AIM OF THE TASK: Copy the entries without a single change. Pictures should be dropped.

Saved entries
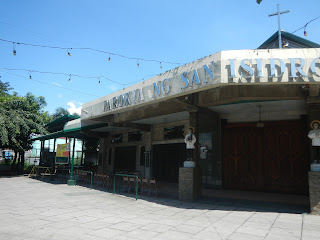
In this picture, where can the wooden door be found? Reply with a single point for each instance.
(273, 158)
(167, 159)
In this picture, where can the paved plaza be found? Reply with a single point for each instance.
(34, 209)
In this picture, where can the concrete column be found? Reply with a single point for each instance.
(194, 122)
(314, 192)
(189, 184)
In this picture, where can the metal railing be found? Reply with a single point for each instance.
(125, 175)
(84, 172)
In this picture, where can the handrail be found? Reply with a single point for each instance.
(125, 175)
(85, 172)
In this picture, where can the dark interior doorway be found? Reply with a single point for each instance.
(167, 158)
(125, 159)
(273, 158)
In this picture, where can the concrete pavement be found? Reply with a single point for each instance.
(33, 209)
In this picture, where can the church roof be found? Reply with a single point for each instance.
(289, 39)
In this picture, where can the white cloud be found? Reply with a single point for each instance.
(56, 84)
(73, 109)
(114, 87)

RESULT OF THE TASK:
In this picture, where can the wooden door be found? Reply with a single point for each instance.
(273, 158)
(167, 159)
In this picture, where can the paved plaza be found? Reply with a single point for each instance.
(34, 209)
In this picture, where can the concrete column be found? Reply with a single point for each instance.
(194, 122)
(314, 192)
(189, 184)
In this picture, where can the metal railing be found? Reply with a single point for each instance.
(125, 175)
(84, 172)
In this picture, where can the handrail be found? Reply with a single point for each instance.
(125, 175)
(85, 172)
In this picture, where can the dark interior doorway be found? Reply with a single point for each instance.
(167, 158)
(125, 159)
(273, 158)
In this picture, where can the concrete pavement be found? Reply with a single point for each instance.
(33, 209)
In this picture, where can the church roof be found? Reply with a single point for each instance.
(289, 39)
In this picture, where can the white cloud be found? Reply with a single point for each instance.
(56, 84)
(73, 109)
(114, 87)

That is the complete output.